:: Исходные данные ::

────────────────────────────────────────

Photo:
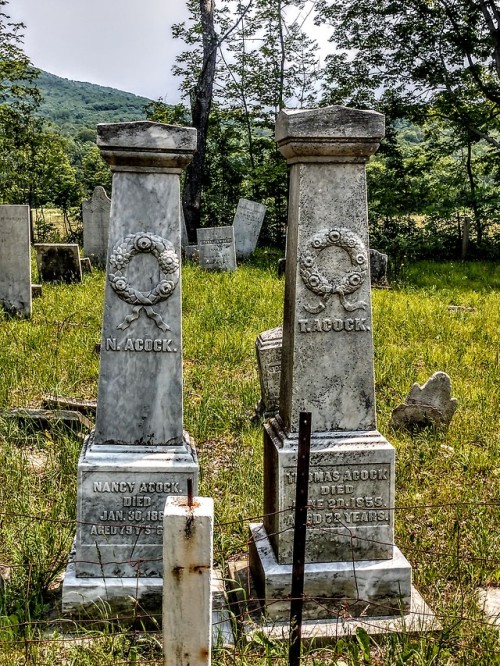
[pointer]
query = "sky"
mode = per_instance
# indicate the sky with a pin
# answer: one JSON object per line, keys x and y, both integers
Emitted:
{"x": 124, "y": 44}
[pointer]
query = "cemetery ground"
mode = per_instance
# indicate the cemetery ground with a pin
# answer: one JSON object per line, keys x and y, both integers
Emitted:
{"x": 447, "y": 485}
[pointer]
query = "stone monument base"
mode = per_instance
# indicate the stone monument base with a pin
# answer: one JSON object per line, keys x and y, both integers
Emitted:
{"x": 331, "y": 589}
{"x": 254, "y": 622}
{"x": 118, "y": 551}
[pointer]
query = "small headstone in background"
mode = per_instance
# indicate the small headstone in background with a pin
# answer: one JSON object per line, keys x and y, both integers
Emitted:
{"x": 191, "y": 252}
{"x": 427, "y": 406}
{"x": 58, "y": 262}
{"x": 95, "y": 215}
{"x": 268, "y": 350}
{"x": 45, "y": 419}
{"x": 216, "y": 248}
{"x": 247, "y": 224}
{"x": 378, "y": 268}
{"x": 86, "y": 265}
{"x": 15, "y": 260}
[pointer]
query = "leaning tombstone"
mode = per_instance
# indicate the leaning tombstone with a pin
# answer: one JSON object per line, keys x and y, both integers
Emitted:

────────────────────────────────────────

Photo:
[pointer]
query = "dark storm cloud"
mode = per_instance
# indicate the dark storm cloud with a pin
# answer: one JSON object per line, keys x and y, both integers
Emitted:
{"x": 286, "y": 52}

────────────────────────────────────────

:: Что нужно сделать ::
Приведите полностью все строки выше, в которых встречается слово «cloud».

:: Полный результат ::
query = "dark storm cloud"
# indicate the dark storm cloud with a pin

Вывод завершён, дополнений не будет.